** DIRECTION **
Can you retype the passage of the related-party transactions text from "Other than as" to "sections that follow." word for word?

** SOURCE **
+ + + +
Other than as described below, there have not been, nor are there any currently proposed, transactions or series of similar transactions meeting these criteria to which we have been or will be a participant other than compensation arrangements for our executive officers and directors, which are described where required under "Management-Board of Directors-Board Structure and Compensation of Directors."
Reorganization Transactions
In connection with the Reorganization Transactions, we and GDHL entered into certain agreements with GDH LP and each of the holders of LP Units, or certain of them, in order to effect the Reorganization Transactions. Such agreements are described in further detail in the sections that follow.
Amended and Restated GDH LP Agreement
In connection with the Reorganization Transactions, GDH LP entered into the Amended LP Agreement, pursuant to which all Class A Units and Class B Units of GDH LP were reclassified as a single class of units of GDH LP ("LP Units") and GDH LP continued as a Delaware limited partnership. Under the Amended LP Agreement, holders of LP Units (other than us and our wholly owned subsidiaries), including the holders of LP Units, have the right, subject to the terms of the Amended LP Agreement, to require GDH LP to redeem all or a portion of their LP Units for, at our election, newly issued shares of Class A common stock on a one-for-one basis or a cash payment equal to the volume-weighted average market price of one share of our Class A common stock for each LP Unit redeemed (subject to customary adjustments, including for stock splits, stock dividends and reclassifications) in accordance with the terms of the Amended LP Agreement. Additionally, in the event of a redemption request from a holder of LP Units, we may, at our option, effect a direct exchange of cash or Class A common stock for LP Units in lieu of such a redemption. Shares of Class B common stock will be cancelled on a one-for-one basis if we, following a redemption request from a holder of LP Units, redeem or exchange LP Units of such holder pursuant to the terms of the Amended LP Agreement. See "-Issuance of Class B Common Stock."
+ + + +
Bounding box annotation entries
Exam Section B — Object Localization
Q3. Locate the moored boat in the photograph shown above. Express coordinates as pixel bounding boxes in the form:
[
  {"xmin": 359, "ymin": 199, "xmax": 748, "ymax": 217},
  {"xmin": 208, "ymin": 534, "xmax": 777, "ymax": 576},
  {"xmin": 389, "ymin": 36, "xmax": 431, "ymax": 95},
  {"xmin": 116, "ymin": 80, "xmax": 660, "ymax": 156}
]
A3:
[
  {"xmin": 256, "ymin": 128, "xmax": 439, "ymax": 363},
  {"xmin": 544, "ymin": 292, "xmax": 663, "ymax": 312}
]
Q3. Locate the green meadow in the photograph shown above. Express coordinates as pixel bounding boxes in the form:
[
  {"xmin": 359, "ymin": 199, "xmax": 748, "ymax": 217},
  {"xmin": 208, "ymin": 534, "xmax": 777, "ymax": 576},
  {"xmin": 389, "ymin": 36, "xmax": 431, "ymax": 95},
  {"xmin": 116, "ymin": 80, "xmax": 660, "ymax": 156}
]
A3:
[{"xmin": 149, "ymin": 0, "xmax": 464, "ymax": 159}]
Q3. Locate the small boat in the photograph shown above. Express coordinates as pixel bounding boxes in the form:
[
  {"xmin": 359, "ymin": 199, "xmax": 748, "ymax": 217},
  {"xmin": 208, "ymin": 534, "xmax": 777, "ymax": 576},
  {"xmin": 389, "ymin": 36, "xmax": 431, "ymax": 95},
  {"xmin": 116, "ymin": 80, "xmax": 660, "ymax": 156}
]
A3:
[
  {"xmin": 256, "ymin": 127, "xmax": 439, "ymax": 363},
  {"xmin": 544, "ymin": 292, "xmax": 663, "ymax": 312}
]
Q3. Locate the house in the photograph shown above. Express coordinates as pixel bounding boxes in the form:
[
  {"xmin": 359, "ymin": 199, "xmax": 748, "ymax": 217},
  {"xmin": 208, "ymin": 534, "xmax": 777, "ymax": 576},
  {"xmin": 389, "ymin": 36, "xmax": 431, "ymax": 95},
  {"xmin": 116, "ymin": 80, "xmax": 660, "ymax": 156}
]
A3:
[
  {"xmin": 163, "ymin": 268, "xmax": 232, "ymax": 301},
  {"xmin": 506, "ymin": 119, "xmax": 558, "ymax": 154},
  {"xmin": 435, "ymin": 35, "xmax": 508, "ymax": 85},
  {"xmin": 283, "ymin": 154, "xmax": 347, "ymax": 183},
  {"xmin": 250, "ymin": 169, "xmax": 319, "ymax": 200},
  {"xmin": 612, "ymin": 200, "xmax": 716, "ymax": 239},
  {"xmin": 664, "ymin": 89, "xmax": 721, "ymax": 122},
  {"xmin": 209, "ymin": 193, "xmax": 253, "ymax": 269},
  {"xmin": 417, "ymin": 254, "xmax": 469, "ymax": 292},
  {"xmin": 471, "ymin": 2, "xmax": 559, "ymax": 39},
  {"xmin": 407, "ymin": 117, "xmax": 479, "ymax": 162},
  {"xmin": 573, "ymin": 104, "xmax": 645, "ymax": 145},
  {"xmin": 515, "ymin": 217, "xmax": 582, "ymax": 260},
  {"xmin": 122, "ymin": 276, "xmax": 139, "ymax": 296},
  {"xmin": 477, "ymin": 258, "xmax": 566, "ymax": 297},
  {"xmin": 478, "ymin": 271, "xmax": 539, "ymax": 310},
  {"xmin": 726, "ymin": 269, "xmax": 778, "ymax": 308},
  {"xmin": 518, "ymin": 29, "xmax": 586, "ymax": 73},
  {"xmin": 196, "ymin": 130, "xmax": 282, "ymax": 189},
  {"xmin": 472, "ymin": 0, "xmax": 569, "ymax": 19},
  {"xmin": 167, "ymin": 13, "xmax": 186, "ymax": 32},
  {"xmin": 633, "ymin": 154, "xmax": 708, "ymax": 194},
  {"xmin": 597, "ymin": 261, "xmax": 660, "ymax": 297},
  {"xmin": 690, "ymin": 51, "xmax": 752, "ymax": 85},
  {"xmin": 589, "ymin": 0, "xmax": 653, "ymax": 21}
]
+ + + +
** COMPLETE ANSWER **
Other than as described below, there have not been, nor are there any currently proposed, transactions or series of similar transactions meeting these criteria to which we have been or will be a participant other than compensation arrangements for our executive officers and directors, which are described where required under "Management-Board of Directors-Board Structure and Compensation of Directors."
Reorganization Transactions
In connection with the Reorganization Transactions, we and GDHL entered into certain agreements with GDH LP and each of the holders of LP Units, or certain of them, in order to effect the Reorganization Transactions. Such agreements are described in further detail in the sections that follow.